Can you output the lines of the pointing data, starting at the very first line and ending at the line containing "[[1179, 733]]", as a JSON list of strings, with one string per line and blank lines left out?

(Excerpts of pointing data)
******************************
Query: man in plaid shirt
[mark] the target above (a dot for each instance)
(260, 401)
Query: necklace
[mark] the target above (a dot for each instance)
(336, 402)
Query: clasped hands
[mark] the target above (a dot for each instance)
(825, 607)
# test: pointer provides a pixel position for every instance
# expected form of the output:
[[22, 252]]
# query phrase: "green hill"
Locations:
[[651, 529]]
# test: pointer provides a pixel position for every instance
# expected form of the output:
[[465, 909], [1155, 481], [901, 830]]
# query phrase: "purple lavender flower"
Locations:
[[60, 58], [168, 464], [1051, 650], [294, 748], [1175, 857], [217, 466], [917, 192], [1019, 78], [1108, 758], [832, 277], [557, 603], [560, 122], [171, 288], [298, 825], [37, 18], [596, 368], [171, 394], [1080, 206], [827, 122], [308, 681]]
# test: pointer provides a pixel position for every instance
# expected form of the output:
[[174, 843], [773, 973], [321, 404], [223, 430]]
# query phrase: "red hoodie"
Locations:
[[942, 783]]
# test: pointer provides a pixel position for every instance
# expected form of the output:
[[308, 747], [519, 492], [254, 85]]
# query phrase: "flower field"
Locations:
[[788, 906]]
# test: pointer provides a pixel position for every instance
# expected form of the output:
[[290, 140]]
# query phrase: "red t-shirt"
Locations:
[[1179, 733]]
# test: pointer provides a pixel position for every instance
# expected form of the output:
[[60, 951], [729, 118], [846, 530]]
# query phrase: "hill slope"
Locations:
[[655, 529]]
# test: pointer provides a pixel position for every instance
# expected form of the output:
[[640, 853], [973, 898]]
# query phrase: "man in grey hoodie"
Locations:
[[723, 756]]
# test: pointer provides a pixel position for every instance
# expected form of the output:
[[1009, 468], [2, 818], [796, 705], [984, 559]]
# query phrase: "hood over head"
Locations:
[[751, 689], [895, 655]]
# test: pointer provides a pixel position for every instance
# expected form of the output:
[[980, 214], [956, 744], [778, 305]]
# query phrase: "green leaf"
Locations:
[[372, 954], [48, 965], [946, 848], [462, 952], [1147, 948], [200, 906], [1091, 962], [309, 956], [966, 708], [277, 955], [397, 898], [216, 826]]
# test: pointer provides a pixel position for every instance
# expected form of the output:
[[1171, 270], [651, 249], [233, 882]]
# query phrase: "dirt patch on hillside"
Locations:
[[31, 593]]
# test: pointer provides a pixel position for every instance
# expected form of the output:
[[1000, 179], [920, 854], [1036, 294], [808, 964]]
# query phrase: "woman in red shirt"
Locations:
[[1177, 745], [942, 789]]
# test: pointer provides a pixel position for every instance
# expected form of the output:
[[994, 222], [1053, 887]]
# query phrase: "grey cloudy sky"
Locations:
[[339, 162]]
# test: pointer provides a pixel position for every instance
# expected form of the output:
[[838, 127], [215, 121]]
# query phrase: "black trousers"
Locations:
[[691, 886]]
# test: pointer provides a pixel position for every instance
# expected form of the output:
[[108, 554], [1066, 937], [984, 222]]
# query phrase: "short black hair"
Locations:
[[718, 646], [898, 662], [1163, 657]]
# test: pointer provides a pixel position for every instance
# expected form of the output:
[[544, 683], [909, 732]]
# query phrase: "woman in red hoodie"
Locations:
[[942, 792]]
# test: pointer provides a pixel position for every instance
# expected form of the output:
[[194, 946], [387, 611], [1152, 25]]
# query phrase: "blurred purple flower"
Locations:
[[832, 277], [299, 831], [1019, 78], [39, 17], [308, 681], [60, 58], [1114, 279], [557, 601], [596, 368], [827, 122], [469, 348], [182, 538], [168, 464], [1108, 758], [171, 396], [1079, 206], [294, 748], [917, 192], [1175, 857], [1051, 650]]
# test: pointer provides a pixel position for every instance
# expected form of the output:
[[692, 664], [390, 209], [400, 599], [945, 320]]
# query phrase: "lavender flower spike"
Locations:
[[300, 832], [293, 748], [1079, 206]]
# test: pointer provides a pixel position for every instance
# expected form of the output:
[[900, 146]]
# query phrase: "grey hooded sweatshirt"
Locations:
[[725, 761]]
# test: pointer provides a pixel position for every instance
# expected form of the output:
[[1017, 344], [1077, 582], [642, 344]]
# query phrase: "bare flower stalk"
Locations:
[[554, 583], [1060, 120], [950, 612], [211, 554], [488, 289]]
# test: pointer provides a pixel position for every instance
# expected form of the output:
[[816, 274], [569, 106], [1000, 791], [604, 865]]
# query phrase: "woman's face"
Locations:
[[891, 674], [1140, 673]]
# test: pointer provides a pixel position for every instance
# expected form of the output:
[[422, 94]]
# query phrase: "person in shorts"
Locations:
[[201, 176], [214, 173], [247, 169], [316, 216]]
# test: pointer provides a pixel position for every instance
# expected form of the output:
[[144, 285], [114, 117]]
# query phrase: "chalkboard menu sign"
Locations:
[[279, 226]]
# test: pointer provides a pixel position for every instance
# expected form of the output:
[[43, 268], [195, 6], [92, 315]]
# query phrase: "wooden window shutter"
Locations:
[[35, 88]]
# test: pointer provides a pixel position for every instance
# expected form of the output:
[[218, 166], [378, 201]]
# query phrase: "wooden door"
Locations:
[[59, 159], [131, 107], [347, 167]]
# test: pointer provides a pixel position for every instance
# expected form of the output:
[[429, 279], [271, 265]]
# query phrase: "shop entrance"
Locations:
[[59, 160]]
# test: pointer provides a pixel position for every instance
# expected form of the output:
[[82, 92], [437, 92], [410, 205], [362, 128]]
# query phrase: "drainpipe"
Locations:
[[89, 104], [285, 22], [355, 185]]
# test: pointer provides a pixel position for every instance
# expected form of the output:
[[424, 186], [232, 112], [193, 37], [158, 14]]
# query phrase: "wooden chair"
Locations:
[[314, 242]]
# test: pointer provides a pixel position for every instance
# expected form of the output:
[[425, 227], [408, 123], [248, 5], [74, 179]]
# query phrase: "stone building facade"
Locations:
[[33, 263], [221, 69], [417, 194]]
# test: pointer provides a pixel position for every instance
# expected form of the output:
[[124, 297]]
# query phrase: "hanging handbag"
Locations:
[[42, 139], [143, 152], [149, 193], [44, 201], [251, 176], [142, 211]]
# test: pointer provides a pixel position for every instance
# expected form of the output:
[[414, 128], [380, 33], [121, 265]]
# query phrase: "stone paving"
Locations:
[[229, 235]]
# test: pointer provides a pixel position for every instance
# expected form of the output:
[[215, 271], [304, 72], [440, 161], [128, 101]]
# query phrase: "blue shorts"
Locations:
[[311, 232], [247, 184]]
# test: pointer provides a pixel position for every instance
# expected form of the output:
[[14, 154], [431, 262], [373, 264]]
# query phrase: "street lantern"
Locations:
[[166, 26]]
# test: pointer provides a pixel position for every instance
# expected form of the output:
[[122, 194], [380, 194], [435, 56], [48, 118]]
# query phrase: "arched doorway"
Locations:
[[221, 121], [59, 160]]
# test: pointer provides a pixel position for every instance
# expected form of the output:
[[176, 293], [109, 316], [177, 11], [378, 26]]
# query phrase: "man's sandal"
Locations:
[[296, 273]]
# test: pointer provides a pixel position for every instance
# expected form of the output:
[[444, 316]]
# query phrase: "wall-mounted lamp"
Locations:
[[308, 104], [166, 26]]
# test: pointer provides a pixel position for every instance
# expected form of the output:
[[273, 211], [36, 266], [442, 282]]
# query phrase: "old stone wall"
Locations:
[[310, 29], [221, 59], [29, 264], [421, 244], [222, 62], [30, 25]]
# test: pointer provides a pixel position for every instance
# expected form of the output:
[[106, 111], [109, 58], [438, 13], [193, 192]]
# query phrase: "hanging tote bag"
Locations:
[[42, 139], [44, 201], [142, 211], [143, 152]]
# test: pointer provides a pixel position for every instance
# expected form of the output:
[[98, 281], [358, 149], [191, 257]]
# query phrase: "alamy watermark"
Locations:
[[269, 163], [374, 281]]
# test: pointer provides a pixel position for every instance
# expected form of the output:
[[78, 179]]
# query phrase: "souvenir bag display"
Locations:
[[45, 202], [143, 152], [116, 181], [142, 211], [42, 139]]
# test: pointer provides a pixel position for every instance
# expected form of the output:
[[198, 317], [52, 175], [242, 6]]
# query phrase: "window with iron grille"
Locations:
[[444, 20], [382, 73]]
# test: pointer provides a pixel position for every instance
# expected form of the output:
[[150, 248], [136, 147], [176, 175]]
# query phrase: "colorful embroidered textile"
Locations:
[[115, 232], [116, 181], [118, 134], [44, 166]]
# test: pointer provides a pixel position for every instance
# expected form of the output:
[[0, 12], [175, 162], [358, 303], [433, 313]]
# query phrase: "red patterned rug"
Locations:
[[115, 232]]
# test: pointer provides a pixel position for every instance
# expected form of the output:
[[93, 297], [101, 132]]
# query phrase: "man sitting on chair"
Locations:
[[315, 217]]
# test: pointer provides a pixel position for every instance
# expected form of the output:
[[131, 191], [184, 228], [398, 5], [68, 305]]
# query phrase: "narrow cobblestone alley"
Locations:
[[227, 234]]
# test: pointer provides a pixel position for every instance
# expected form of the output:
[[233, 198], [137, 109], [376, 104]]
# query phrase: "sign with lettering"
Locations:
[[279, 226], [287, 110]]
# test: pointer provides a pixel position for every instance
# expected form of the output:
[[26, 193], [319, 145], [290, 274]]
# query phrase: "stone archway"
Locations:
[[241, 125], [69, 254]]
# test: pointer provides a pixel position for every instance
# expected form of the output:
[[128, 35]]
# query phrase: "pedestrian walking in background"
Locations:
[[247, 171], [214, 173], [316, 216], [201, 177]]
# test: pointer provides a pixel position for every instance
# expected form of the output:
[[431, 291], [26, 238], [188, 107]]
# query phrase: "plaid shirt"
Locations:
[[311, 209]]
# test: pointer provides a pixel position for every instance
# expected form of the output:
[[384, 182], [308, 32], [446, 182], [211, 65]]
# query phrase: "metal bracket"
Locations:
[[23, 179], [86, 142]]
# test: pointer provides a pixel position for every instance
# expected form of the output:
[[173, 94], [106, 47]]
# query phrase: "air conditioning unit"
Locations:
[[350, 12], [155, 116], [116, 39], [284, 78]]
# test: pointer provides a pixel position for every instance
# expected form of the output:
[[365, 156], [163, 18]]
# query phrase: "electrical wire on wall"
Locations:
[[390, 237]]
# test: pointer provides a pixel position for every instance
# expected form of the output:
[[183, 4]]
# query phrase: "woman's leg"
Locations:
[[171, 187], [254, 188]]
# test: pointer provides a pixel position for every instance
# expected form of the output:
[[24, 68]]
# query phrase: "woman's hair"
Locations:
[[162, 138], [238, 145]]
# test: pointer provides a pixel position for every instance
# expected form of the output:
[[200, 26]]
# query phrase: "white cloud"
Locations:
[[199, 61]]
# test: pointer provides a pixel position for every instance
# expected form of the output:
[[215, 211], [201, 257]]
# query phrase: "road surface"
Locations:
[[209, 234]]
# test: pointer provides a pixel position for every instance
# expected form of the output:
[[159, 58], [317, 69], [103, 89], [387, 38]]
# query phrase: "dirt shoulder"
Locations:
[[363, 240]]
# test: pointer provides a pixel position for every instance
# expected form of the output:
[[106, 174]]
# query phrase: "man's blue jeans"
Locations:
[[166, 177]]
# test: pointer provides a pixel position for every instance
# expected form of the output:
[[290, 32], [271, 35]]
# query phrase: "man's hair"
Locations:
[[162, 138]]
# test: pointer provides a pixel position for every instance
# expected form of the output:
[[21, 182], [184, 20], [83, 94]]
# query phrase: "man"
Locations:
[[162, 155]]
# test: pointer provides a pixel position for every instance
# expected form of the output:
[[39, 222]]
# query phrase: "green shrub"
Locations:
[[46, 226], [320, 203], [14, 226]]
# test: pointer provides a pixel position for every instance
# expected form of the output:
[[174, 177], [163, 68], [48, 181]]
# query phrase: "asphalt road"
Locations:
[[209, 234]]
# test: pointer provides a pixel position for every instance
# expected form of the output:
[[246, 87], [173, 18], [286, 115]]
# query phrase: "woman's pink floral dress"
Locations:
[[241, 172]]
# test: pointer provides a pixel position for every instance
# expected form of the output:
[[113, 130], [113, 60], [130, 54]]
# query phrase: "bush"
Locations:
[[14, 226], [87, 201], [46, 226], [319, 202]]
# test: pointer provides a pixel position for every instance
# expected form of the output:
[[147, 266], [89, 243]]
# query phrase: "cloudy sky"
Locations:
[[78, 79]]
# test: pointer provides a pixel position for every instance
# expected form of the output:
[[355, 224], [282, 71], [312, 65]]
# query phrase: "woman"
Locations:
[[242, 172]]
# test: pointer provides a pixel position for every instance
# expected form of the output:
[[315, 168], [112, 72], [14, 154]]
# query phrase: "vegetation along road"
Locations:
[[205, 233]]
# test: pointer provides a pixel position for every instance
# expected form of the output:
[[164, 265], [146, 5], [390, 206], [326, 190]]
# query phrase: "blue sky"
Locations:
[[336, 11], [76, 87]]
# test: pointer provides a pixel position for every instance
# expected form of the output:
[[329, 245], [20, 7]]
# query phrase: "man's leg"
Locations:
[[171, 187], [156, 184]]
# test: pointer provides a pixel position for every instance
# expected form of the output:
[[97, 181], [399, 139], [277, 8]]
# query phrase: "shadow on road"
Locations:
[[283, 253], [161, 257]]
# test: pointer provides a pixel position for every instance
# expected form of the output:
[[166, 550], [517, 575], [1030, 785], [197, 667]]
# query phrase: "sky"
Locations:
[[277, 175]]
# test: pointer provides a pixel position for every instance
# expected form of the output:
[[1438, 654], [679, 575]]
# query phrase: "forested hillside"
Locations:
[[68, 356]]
******************************
Exercise response:
[
  "Query: man in plaid shirt",
  "[mark] the target above (a dot for each instance)",
  "(260, 401)",
  "Query: necklace",
  "[mark] the target above (a dot for each instance)",
  "(336, 402)",
  "Query: clasped hands",
  "[mark] the target above (a dot for each instance)",
  "(825, 607)",
  "# test: pointer provides a pixel position for every instance",
  "# expected form of the output:",
  "[[22, 252]]",
  "# query phrase: \"green hill\"",
  "Locations:",
  "[[651, 529]]",
  "# test: pointer provides a pixel position for every instance",
  "# expected form of the output:",
  "[[465, 909], [1155, 481], [901, 830]]",
  "# query phrase: \"purple lavender flower\"",
  "Locations:",
  "[[60, 58], [168, 464], [1051, 650], [294, 748], [1175, 857], [217, 466], [917, 192], [1019, 78], [1108, 758], [832, 277], [557, 603], [560, 122], [171, 288], [298, 825], [37, 18], [596, 368], [171, 394], [1080, 206], [827, 122], [308, 681]]",
  "# test: pointer provides a pixel position for every instance",
  "# expected form of the output:",
  "[[174, 843], [773, 973], [321, 404], [223, 430]]",
  "# query phrase: \"red hoodie\"",
  "Locations:",
  "[[942, 783]]",
  "# test: pointer provides a pixel position for every instance",
  "# expected form of the output:",
  "[[308, 747], [519, 492], [254, 85]]",
  "# query phrase: \"flower field\"",
  "Locations:",
  "[[788, 906]]",
  "# test: pointer provides a pixel position for every instance",
  "# expected form of the output:",
  "[[290, 140]]",
  "# query phrase: \"red t-shirt\"",
  "Locations:",
  "[[1179, 733]]"
]